EXCERPTED PASSAGE below:

Temperatures in July 1995 hit 106 degrees, but it felt like 125. Those succumbing to the heat were mostly the elderly in some of the city’s poorest neighborhoods.

Temperatures in the coming days are expected to come close to those in 1995, but they will fall short. The heat wave that year happened over a five-day period, and in the beginning, no one knew what it could look like when it was over.

The extreme heat prompted jokes and fun at City Hall until the numbers came in and proved heat had a cumulative effect — especially on the elderly.

Dr. Edmund Donoghue was the Chief Cook County Medical Examiner in 1995. He and others knew the weather forecast was looking hot, but no one knew what it was going to look like.

“I got a call from the office saying, ‘Dr. Donohgue, we got 40 cases for tomorrow,’ and that was close to an all-time high for the medical examiner’s office,” Donoghue said. “When I got into the office that morning, it was 100 cases. It turned out to be a larger disaster than even I envisioned.”

End of EXCERPTED PASSAGE.
RECORD EXTRACTS below:

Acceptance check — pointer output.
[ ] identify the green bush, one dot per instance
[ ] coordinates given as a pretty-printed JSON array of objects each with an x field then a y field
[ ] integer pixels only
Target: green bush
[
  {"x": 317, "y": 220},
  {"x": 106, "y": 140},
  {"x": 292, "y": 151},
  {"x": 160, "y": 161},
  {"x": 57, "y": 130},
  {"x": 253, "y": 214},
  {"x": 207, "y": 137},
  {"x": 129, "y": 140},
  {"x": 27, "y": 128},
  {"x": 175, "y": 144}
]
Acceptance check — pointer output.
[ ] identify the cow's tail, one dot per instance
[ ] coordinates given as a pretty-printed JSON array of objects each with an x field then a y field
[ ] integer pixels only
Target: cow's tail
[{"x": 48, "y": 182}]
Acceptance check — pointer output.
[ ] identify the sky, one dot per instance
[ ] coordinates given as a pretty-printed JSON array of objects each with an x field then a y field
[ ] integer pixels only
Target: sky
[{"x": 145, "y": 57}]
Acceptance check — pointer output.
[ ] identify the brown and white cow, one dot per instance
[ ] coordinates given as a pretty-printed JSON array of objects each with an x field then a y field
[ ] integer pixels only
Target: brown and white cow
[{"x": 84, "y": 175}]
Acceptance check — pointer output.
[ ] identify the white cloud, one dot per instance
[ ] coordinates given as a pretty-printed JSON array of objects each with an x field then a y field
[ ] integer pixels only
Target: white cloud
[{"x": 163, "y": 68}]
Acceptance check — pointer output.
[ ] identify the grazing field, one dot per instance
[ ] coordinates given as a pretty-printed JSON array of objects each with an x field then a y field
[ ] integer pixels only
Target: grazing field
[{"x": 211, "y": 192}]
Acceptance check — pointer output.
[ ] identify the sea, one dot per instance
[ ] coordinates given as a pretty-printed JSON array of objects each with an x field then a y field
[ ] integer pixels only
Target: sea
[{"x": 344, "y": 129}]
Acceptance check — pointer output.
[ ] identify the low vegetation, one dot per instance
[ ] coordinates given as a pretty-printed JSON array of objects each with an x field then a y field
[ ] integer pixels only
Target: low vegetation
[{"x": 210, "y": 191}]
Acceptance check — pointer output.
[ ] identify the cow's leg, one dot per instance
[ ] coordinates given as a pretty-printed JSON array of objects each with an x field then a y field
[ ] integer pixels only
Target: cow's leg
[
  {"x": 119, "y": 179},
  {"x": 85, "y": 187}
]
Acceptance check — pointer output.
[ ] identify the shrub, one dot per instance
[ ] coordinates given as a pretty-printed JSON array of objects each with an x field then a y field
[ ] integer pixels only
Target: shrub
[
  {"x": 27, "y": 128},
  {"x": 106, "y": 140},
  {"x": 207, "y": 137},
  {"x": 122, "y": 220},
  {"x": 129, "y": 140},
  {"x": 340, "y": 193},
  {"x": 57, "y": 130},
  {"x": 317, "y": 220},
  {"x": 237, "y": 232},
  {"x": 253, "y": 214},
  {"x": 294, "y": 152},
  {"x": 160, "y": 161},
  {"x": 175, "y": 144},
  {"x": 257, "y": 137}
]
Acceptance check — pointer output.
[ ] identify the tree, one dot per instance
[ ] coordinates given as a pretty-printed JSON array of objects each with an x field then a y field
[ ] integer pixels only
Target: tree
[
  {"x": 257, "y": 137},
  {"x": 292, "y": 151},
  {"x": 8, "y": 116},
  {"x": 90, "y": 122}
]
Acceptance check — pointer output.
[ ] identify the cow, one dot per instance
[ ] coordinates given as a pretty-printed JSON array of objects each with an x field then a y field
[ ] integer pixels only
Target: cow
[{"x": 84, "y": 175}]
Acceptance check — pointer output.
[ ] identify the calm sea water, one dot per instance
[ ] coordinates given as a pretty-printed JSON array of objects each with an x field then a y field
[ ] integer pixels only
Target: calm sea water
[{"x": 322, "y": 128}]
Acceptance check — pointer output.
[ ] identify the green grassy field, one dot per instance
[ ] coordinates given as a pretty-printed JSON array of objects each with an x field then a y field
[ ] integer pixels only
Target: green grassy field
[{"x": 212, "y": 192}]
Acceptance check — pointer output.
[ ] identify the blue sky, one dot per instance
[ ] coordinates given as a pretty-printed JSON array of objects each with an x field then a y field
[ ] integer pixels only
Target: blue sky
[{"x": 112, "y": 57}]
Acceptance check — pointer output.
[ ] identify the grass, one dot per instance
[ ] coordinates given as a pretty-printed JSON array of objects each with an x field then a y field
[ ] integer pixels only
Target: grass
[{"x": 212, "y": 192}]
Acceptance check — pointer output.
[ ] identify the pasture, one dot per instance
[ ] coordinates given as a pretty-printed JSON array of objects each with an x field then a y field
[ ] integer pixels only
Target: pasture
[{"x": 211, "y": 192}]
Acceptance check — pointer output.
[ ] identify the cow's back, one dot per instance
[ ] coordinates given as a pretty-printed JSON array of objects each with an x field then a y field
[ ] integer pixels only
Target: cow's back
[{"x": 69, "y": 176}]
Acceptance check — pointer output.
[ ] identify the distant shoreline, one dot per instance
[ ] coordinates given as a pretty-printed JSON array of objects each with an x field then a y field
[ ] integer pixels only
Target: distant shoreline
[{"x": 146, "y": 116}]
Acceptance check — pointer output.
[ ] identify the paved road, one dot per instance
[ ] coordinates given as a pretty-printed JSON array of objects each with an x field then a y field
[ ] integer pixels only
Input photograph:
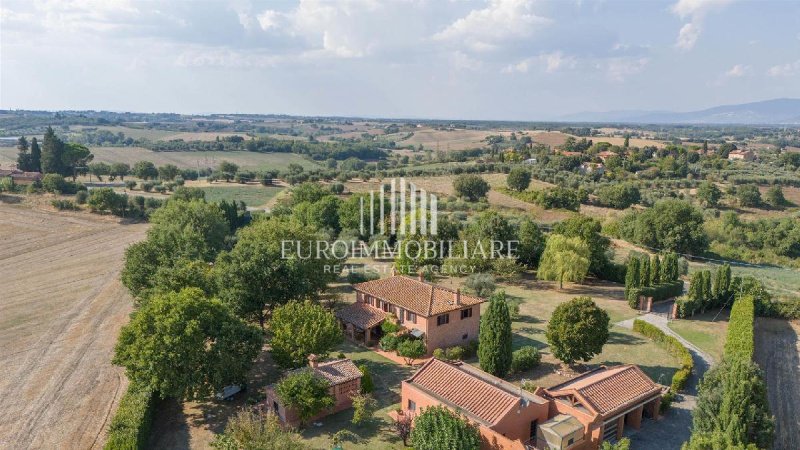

End of RECORD EXTRACTS.

→ PROBLEMS TO WORK ON
A: Write out the heat wave passage from the words "Temperatures in July" and stop after "it was over.".
B: In the heat wave passage, what did the 106-degree temperatures of July 1995 feel like?
C: Do these statements agree with the heat wave passage? Answer yes or no for each, and quote the words from the passage that decide it.
(i) Temperatures in the coming days are expected to exceed those of 1995.
(ii) The 1995 heat wave lasted five days.
(iii) There were 100 cases at the medical examiner's office on the morning Donoghue arrived.

→ ANSWERS TO THIS EXERCISE
A:
Temperatures in July 1995 hit 106 degrees, but it felt like 125. Those succumbing to the heat were mostly the elderly in some of the city’s poorest neighborhoods.

Temperatures in the coming days are expected to come close to those in 1995, but they will fall short. The heat wave that year happened over a five-day period, and in the beginning, no one knew what it could look like when it was over.

B: They felt like 125 degrees.

C:
(i) No: "Temperatures in the coming days are expected to come close to those in 1995, but they will fall short."
(ii) Yes: "The heat wave that year happened over a five-day period"
(iii) Yes: "When I got into the office that morning, it was 100 cases."